* Task *
Among the entries, which lines carry the string "metal"? Copy each of them.

── Records for this exercise ──

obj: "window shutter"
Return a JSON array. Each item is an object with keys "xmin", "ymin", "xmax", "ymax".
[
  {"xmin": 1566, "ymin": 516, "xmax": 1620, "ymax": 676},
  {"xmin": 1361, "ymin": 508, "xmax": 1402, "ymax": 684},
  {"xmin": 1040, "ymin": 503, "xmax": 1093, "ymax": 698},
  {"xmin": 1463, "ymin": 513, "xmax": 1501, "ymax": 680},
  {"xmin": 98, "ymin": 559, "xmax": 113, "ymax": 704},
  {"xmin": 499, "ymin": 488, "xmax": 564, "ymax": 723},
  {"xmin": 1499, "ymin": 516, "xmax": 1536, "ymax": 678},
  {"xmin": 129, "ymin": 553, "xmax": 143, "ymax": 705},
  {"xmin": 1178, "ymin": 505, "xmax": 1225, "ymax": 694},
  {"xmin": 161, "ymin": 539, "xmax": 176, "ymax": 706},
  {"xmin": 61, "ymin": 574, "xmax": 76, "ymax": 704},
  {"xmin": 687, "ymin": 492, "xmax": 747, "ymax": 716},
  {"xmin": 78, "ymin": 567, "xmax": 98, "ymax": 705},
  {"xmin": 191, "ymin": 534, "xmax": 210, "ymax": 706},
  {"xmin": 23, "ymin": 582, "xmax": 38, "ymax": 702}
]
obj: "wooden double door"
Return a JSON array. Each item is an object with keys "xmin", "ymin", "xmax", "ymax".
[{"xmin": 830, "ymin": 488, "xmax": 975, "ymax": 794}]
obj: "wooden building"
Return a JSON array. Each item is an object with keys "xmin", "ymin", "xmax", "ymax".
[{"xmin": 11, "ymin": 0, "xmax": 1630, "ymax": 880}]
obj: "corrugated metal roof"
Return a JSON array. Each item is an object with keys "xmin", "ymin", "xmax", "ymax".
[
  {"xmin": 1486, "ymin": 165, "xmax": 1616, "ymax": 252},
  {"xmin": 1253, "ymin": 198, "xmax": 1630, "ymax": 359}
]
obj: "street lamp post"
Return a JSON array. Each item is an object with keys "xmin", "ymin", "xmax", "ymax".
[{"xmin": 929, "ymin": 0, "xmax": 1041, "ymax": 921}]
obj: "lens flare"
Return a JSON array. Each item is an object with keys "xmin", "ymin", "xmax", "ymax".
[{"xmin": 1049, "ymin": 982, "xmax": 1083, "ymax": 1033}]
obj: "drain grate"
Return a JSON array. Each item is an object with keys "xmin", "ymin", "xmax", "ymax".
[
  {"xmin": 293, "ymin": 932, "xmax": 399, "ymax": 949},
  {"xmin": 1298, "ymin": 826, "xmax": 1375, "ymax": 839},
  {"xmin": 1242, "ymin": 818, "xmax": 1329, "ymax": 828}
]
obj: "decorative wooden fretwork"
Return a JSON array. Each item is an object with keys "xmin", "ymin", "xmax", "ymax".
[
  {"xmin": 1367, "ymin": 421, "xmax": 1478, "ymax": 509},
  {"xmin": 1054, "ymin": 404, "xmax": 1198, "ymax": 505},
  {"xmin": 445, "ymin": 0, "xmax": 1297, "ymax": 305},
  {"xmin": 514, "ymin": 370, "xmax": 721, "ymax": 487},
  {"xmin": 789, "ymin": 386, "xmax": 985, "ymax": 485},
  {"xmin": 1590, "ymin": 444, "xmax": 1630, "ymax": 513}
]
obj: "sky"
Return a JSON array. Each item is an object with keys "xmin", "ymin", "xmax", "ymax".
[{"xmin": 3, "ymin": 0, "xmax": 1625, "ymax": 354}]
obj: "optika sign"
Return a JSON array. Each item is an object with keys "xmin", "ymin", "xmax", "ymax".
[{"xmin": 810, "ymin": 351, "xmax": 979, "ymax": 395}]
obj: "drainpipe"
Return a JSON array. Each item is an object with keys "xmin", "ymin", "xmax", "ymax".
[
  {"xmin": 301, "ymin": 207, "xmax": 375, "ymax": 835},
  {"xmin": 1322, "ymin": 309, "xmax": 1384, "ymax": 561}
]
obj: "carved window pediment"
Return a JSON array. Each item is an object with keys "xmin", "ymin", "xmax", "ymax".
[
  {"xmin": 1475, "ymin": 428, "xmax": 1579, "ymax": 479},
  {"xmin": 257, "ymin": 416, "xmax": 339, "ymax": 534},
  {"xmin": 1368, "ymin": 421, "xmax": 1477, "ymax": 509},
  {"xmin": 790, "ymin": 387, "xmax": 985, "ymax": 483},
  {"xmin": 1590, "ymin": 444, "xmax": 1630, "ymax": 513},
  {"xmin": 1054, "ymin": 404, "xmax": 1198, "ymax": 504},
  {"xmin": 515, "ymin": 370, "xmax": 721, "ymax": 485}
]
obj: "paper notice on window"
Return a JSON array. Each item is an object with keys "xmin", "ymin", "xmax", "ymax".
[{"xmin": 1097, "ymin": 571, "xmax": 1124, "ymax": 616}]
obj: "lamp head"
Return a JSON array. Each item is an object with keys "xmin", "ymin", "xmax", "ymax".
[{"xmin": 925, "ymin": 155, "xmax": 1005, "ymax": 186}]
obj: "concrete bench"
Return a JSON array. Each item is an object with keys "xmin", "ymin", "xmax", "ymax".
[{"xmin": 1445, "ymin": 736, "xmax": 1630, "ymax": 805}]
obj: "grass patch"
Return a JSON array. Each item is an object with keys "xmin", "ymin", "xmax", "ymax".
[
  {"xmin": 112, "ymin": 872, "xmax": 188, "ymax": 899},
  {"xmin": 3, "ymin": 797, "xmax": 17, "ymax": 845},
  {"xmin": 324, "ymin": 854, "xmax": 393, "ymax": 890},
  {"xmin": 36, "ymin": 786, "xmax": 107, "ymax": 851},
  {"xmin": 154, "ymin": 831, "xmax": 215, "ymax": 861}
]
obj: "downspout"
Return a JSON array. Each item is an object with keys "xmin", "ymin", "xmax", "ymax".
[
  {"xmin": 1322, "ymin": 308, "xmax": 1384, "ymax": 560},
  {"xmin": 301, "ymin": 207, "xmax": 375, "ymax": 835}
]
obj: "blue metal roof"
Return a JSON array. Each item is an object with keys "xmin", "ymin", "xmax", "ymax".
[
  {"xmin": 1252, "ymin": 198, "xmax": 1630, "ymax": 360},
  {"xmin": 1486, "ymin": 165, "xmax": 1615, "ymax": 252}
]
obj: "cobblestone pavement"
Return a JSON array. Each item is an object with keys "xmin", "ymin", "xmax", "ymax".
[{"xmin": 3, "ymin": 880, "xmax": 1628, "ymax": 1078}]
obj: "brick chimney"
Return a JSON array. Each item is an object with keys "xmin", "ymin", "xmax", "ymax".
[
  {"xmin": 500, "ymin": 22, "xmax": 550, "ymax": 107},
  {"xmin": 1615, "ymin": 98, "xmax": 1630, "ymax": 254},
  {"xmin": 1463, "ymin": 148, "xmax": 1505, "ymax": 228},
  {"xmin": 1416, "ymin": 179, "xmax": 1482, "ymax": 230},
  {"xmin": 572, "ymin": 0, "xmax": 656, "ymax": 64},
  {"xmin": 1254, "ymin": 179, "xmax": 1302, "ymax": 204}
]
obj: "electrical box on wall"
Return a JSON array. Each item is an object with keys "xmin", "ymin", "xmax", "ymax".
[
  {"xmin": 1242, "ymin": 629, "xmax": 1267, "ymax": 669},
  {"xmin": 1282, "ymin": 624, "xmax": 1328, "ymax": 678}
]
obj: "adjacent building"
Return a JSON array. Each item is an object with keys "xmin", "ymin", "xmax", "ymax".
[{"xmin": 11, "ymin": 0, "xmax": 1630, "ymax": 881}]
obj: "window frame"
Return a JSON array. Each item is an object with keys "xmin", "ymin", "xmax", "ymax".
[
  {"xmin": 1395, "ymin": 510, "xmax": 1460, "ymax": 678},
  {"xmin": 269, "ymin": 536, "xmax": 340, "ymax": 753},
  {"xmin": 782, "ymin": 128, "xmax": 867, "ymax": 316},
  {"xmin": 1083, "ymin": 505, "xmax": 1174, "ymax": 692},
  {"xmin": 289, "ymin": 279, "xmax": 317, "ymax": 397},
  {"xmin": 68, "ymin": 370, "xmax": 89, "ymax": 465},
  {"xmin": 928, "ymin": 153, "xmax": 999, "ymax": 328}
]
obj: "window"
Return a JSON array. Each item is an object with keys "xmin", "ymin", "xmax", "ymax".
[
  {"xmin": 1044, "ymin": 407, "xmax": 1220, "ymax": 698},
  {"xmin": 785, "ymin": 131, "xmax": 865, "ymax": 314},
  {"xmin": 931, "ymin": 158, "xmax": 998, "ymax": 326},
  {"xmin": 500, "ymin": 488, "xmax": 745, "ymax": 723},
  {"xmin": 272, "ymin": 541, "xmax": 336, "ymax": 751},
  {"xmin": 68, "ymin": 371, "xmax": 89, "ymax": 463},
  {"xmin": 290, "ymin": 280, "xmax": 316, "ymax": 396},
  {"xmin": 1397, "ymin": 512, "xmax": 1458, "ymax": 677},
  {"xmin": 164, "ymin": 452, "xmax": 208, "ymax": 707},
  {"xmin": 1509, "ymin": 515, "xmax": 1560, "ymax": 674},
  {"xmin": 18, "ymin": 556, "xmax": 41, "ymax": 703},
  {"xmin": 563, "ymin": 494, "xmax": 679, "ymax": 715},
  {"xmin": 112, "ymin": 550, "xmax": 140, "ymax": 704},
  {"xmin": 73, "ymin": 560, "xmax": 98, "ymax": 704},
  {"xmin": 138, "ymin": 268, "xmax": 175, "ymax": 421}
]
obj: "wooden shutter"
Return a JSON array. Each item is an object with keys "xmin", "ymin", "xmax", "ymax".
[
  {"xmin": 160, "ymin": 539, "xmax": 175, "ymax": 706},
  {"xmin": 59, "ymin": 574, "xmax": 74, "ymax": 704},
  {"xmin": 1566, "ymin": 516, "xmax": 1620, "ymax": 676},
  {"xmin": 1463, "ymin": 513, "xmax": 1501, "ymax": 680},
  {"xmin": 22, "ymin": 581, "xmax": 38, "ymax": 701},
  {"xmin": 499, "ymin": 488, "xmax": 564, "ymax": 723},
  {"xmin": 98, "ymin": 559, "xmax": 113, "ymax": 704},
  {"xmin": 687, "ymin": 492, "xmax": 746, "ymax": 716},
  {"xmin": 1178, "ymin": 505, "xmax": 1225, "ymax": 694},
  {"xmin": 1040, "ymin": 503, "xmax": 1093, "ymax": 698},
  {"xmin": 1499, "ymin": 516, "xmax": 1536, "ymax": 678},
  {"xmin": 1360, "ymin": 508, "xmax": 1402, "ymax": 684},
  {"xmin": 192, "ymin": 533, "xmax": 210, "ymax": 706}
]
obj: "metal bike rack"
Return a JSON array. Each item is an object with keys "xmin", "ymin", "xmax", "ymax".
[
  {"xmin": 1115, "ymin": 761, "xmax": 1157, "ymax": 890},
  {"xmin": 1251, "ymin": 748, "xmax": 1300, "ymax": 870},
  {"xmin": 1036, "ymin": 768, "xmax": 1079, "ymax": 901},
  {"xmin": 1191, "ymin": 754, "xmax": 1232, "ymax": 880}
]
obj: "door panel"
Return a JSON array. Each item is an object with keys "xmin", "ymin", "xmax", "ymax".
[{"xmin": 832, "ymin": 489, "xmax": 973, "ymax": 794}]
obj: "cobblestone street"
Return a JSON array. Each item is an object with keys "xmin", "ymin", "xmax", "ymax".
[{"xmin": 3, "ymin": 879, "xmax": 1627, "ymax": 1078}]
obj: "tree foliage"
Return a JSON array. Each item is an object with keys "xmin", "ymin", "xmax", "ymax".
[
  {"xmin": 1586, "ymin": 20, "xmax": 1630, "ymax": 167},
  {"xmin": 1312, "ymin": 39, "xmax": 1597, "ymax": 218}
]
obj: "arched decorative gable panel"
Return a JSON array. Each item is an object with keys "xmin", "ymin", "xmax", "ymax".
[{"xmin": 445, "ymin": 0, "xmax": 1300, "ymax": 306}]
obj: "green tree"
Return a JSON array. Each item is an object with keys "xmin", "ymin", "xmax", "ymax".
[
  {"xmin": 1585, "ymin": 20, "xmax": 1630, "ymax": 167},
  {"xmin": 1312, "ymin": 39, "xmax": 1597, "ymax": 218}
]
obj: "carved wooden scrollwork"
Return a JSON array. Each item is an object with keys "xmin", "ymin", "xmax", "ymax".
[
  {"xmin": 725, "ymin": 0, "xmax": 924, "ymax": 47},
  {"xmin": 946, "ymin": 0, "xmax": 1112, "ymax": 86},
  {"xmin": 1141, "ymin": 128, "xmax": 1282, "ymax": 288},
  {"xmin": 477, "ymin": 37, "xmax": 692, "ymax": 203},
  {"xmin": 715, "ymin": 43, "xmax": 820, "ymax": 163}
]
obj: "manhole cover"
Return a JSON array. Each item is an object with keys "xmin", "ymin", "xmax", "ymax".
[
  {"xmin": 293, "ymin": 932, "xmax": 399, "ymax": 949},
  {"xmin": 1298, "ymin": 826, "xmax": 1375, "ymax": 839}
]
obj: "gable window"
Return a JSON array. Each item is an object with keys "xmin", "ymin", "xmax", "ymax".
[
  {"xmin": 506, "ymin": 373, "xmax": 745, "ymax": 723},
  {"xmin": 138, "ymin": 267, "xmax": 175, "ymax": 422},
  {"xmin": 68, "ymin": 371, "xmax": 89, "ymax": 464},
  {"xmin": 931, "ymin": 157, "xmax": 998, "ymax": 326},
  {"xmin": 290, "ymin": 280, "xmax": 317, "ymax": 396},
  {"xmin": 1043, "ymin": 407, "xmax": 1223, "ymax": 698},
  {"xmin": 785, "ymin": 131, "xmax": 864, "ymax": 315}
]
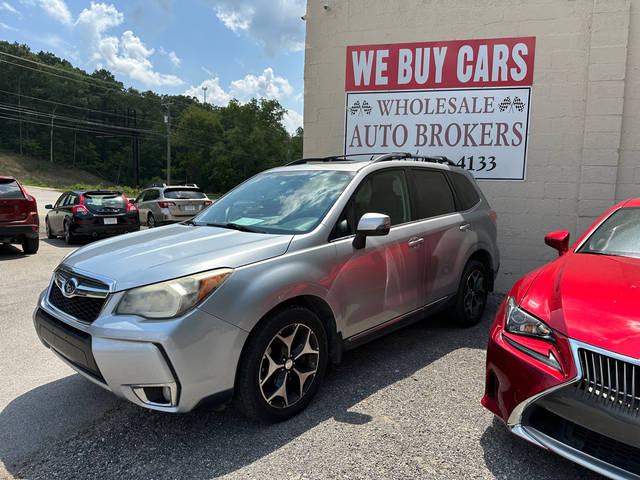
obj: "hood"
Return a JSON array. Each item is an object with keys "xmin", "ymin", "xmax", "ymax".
[
  {"xmin": 62, "ymin": 224, "xmax": 293, "ymax": 291},
  {"xmin": 520, "ymin": 253, "xmax": 640, "ymax": 359}
]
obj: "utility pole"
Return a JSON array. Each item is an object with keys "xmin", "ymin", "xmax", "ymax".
[
  {"xmin": 162, "ymin": 101, "xmax": 172, "ymax": 185},
  {"xmin": 202, "ymin": 86, "xmax": 208, "ymax": 104},
  {"xmin": 50, "ymin": 104, "xmax": 57, "ymax": 163},
  {"xmin": 18, "ymin": 77, "xmax": 22, "ymax": 156}
]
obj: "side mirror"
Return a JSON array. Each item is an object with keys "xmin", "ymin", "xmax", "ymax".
[
  {"xmin": 45, "ymin": 204, "xmax": 53, "ymax": 209},
  {"xmin": 545, "ymin": 230, "xmax": 570, "ymax": 256},
  {"xmin": 129, "ymin": 198, "xmax": 137, "ymax": 204},
  {"xmin": 353, "ymin": 213, "xmax": 391, "ymax": 249}
]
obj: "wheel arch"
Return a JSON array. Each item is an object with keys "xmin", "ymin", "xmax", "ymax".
[
  {"xmin": 466, "ymin": 249, "xmax": 494, "ymax": 291},
  {"xmin": 233, "ymin": 294, "xmax": 342, "ymax": 391}
]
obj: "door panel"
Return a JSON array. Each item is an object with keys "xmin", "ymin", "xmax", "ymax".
[
  {"xmin": 330, "ymin": 222, "xmax": 426, "ymax": 339},
  {"xmin": 327, "ymin": 168, "xmax": 425, "ymax": 339}
]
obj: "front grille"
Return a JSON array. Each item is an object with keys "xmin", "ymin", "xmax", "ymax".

───

* Exercise answer *
obj: "corrugated metal roof"
obj: "blue metal roof"
obj: "metal bike rack"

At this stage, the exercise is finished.